◆ **Document text**:
Table 1. Results of measuring token usage and cost per session on some of my recent queries.

The results in Table 1. indicate that the bigger win is likely to come from reducing the amount of context and thus token usage rather than reducing the number of completions generated. Based on table 1 it looks like we could at best reduce the number of LLM calls by 2x-4x. For comparison, it looks like input token is typically 100x our output tokens. Since we ask the model to generate a single code block (although it may generate more), we can use the output tokens as a rough estimate of the number of tokens in a typical cell. This suggests we are using ~10-100 cells of context for each completion. This is likely way more than we need.

Discussion

Long Documents

I think the outliers in the results in Table 1, e.g. 01J83RZGPCJ7FJKNQ2G2CV7JZV which cost $.36, can be explained by long documents. I use a given markdown document to take running notes on a topic. So the length of the document can grow quite long leading to a lot of context being sent to Claude.

In some cases, earlier portions of the document are highly relevant. Consider the following sequence of actions:

  • I come up with a logging query to observe some part of the system
  • The result shows something surprising
  • I run a bunch of commands to investigate whats happening
  • I want to rerun the logging query

In this case, the cell containing the earlier query can provide useful context for the current query.

Including large portions of the document may not be the most token efficient way to make that context available to the model. In Foyle since learning happens online, relying on learning to index the earlier cell(s) and retrieve the relevant ones might be a more cost effective mechanism than relying on a huge context window.

How much context should we use?

If we set a budget for sessions than we can use that to put a cap on the number of input tokens.

Lets assume we want to spend ~ $.01 on input tokens per session. This suggests we should use ~3333 input tokens per session.

◆ **Exercise set**:
1. In the token-usage text, copy everything from "How much context" down to "use ~3333 input tokens per session.", swapping "budget" for "limit".
2. According to the token-usage text, how many input tokens per session does a spend of about $.01 on input tokens suggest?
The records after this point are separate material, unrelated to the token-usage text.

◆ **Data for analysis**:
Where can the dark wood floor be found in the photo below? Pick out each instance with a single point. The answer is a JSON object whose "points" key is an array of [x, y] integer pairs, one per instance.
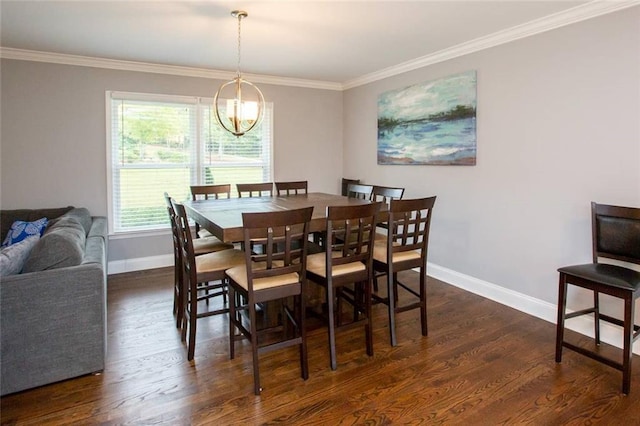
{"points": [[482, 363]]}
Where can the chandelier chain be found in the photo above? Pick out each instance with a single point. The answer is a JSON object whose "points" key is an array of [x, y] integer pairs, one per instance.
{"points": [[239, 32]]}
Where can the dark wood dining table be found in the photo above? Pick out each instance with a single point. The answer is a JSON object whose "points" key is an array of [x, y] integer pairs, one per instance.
{"points": [[223, 217]]}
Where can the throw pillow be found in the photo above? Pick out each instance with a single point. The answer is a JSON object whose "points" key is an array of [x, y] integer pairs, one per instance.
{"points": [[21, 230], [12, 258]]}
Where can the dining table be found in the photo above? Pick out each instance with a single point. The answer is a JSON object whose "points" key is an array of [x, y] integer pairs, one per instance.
{"points": [[223, 217]]}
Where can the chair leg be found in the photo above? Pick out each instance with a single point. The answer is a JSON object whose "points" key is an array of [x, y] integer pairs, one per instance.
{"points": [[423, 302], [304, 359], [254, 349], [596, 316], [369, 325], [232, 318], [391, 291], [193, 319], [332, 331], [562, 303], [629, 315]]}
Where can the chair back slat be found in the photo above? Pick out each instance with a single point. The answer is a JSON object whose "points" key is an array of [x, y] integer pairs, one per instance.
{"points": [[616, 232], [255, 189], [409, 221], [351, 234], [360, 191], [386, 193], [210, 191], [291, 188], [284, 236], [345, 185]]}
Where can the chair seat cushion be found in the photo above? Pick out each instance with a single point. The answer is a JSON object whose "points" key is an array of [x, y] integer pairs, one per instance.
{"points": [[218, 261], [239, 275], [316, 264], [602, 273], [380, 253], [208, 245]]}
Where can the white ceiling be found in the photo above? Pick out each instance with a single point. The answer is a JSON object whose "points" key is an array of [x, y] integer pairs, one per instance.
{"points": [[329, 41]]}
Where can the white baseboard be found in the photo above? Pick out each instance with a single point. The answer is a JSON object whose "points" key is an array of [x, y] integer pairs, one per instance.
{"points": [[140, 264], [530, 305], [521, 302]]}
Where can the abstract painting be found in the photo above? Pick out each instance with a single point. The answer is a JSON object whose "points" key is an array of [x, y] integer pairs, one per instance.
{"points": [[431, 123]]}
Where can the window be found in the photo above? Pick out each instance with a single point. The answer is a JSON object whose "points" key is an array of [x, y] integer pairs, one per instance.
{"points": [[162, 143]]}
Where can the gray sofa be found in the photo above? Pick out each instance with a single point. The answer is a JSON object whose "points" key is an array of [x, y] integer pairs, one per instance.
{"points": [[53, 314]]}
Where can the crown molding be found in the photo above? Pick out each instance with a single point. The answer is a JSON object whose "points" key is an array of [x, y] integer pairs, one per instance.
{"points": [[577, 14], [86, 61], [570, 16]]}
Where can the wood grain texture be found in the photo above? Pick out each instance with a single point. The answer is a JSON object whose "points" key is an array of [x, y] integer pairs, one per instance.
{"points": [[482, 363]]}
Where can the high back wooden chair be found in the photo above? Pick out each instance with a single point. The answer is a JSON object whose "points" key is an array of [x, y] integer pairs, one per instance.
{"points": [[346, 260], [291, 188], [255, 189], [276, 274], [204, 192], [615, 235], [386, 193], [404, 248], [356, 190], [204, 278], [200, 246], [345, 185]]}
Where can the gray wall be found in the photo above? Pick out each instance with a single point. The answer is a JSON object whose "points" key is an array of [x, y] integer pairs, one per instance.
{"points": [[53, 138], [557, 126]]}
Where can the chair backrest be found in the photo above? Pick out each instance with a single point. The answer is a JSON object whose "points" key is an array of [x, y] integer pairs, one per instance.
{"points": [[255, 189], [291, 188], [386, 193], [284, 236], [350, 234], [174, 228], [345, 185], [210, 191], [409, 223], [185, 241], [356, 190], [616, 232]]}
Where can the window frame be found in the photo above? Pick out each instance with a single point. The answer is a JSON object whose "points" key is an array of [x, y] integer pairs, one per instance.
{"points": [[196, 165]]}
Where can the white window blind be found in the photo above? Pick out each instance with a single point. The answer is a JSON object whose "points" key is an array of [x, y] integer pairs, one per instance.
{"points": [[160, 144]]}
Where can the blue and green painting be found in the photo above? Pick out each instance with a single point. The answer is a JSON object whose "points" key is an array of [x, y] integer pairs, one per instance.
{"points": [[430, 123]]}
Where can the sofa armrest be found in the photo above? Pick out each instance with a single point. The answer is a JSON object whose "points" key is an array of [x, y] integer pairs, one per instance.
{"points": [[52, 325]]}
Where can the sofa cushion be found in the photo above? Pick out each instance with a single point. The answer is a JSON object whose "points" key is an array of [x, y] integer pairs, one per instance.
{"points": [[13, 257], [80, 214], [21, 229], [62, 245], [7, 217]]}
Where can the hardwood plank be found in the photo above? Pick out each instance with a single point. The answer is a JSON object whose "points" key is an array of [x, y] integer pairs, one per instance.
{"points": [[481, 363]]}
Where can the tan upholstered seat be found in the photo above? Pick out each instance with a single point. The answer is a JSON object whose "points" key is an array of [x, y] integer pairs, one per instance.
{"points": [[204, 278], [349, 275], [404, 248], [273, 274]]}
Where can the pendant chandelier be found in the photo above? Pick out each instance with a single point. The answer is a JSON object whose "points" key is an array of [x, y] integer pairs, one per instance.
{"points": [[240, 115]]}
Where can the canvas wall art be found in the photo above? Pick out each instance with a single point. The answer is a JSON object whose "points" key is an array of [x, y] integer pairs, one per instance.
{"points": [[431, 123]]}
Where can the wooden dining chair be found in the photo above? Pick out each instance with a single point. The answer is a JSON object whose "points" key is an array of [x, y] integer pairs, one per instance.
{"points": [[204, 192], [346, 260], [278, 274], [356, 190], [291, 188], [386, 193], [200, 246], [255, 189], [345, 184], [204, 278], [615, 235], [404, 248]]}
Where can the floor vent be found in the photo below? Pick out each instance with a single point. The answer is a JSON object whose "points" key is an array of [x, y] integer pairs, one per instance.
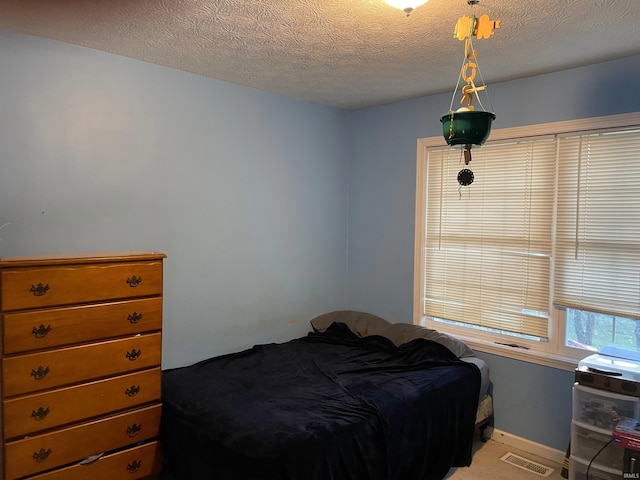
{"points": [[526, 464]]}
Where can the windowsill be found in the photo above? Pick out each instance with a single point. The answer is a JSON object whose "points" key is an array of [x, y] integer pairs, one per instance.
{"points": [[526, 355]]}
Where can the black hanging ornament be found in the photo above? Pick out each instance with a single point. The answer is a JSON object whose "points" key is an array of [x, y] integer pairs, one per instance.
{"points": [[465, 177]]}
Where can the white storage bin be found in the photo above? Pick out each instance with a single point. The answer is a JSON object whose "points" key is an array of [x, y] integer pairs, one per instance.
{"points": [[586, 442], [601, 408], [578, 471]]}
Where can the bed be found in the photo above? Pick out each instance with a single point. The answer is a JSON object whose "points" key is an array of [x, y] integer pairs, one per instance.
{"points": [[357, 398]]}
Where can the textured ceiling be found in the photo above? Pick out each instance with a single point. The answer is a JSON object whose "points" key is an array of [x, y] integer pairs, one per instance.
{"points": [[343, 53]]}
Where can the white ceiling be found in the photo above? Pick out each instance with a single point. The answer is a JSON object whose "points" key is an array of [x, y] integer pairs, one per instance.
{"points": [[343, 53]]}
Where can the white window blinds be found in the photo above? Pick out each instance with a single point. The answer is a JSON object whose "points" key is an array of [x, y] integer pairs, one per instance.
{"points": [[598, 233], [488, 246]]}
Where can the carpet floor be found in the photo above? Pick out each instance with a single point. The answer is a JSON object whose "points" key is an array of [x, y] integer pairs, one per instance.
{"points": [[486, 465]]}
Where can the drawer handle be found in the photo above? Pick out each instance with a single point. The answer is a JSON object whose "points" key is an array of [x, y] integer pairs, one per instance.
{"points": [[42, 455], [134, 354], [133, 391], [41, 331], [133, 430], [41, 414], [39, 289], [40, 373], [134, 281], [134, 466]]}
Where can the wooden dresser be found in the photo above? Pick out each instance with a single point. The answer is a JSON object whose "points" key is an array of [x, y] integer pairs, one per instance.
{"points": [[81, 349]]}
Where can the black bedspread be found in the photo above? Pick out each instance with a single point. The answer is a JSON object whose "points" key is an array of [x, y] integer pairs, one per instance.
{"points": [[328, 406]]}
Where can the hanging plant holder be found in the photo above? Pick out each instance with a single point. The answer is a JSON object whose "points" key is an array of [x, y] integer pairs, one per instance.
{"points": [[466, 125], [467, 128]]}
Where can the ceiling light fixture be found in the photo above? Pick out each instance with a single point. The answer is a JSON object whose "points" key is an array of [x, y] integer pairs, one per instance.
{"points": [[407, 6]]}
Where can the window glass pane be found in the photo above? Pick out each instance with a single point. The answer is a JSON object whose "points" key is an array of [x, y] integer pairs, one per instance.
{"points": [[610, 334]]}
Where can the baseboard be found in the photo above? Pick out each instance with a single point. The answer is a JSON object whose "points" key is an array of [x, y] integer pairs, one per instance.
{"points": [[534, 448]]}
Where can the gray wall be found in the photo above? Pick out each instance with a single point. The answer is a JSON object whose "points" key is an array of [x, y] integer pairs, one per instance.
{"points": [[245, 191], [530, 401], [251, 195]]}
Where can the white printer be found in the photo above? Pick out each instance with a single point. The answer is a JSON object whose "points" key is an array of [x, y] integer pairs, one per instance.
{"points": [[609, 370]]}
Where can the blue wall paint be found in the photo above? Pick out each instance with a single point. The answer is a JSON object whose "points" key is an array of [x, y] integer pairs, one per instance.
{"points": [[252, 195], [245, 191], [530, 401]]}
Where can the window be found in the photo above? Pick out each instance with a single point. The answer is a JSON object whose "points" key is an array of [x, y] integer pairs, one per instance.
{"points": [[539, 258]]}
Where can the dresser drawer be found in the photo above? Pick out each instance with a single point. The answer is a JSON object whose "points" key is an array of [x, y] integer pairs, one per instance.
{"points": [[32, 413], [131, 464], [62, 447], [55, 368], [54, 327], [24, 288]]}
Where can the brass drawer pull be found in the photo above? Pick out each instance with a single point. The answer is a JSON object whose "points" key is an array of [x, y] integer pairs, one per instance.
{"points": [[134, 466], [41, 331], [39, 289], [42, 455], [134, 281], [134, 354], [41, 414], [133, 391], [133, 430], [40, 373]]}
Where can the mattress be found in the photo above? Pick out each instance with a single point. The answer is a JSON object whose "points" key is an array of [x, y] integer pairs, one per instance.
{"points": [[328, 405]]}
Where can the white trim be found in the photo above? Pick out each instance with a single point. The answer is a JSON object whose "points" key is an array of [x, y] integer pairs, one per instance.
{"points": [[552, 128], [553, 354], [539, 357], [529, 446]]}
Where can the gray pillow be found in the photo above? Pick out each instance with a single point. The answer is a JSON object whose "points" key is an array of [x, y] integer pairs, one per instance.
{"points": [[360, 323], [364, 324], [400, 333]]}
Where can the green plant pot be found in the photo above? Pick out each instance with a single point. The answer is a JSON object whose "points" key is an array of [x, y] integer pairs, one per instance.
{"points": [[469, 128]]}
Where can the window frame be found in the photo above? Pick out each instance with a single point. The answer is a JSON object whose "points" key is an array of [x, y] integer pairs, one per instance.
{"points": [[552, 353]]}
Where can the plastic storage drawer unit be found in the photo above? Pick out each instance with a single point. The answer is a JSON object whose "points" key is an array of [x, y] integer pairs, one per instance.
{"points": [[600, 408]]}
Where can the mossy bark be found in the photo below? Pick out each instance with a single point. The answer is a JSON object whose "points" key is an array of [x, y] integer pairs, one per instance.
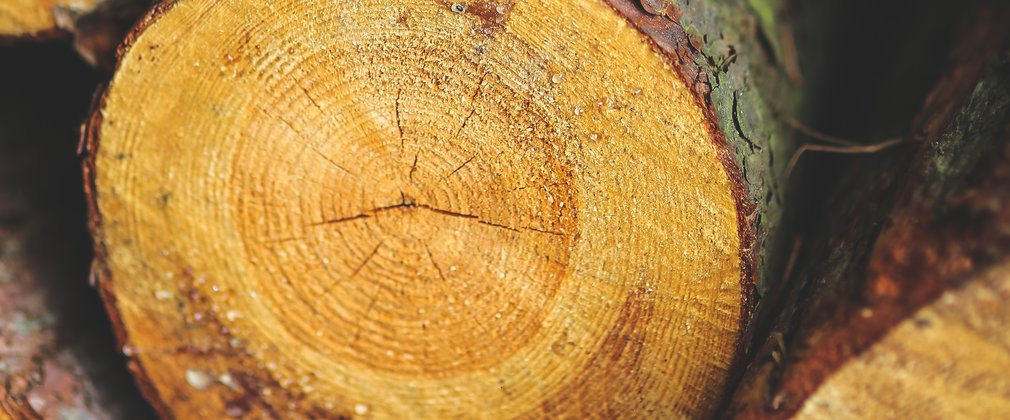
{"points": [[58, 357]]}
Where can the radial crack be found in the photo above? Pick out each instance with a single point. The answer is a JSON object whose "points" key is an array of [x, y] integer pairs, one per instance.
{"points": [[366, 261], [461, 167], [473, 108]]}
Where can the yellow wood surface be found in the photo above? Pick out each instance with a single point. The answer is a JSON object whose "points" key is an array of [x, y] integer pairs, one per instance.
{"points": [[400, 209], [950, 360]]}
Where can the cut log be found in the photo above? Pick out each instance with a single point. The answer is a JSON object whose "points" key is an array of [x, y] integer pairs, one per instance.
{"points": [[34, 18], [96, 26], [901, 313], [58, 356], [435, 209]]}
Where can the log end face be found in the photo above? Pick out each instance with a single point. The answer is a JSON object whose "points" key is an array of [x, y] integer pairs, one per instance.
{"points": [[417, 214]]}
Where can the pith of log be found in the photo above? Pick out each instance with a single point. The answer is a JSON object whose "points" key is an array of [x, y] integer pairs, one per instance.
{"points": [[899, 315]]}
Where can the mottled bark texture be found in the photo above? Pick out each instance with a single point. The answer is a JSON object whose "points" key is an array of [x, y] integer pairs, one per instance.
{"points": [[902, 227]]}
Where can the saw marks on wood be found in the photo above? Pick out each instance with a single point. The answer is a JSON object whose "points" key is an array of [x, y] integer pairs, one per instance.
{"points": [[949, 360], [414, 209]]}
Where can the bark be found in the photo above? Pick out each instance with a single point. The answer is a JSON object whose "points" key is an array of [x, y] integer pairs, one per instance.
{"points": [[199, 348], [57, 352], [921, 221], [95, 26]]}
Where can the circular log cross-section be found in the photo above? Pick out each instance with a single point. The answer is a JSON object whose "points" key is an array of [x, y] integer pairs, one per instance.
{"points": [[413, 208], [25, 18]]}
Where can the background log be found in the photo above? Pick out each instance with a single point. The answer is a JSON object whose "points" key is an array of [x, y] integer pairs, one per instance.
{"points": [[896, 282], [551, 139]]}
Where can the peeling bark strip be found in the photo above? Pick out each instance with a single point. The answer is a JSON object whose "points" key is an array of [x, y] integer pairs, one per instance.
{"points": [[867, 319], [568, 239]]}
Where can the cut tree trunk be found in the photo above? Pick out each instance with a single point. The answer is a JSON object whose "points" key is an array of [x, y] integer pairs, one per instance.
{"points": [[96, 26], [902, 314], [38, 18], [435, 209]]}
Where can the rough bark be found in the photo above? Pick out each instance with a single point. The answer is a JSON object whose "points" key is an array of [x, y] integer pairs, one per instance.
{"points": [[58, 358], [194, 325], [897, 282]]}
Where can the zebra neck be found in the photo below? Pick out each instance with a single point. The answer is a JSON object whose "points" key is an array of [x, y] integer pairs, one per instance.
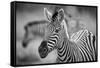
{"points": [[67, 52]]}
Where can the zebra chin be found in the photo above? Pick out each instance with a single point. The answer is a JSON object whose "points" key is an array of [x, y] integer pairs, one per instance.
{"points": [[43, 49]]}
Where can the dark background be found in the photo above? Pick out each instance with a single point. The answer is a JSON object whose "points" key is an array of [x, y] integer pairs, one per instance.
{"points": [[31, 12]]}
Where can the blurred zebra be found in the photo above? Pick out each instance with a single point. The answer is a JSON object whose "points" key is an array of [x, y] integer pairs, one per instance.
{"points": [[81, 47]]}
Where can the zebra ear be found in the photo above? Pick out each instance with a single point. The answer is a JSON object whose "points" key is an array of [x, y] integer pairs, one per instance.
{"points": [[47, 14], [60, 15]]}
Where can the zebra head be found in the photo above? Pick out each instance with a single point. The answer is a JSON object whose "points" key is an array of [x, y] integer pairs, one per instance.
{"points": [[53, 29]]}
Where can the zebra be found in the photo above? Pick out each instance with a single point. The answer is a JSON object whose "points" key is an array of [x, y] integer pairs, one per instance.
{"points": [[81, 49]]}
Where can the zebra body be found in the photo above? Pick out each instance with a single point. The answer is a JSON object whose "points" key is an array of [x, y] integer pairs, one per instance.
{"points": [[81, 46]]}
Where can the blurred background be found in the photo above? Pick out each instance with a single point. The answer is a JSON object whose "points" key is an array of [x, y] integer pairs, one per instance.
{"points": [[26, 13]]}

◆ **Exercise answers**:
1.
How much context should we use?

If we set a limit for sessions than we can use that to put a cap on the number of input tokens.

Lets assume we want to spend ~ $.01 on input tokens per session. This suggests we should use ~3333 input tokens per session.

2. About 3333 input tokens per session.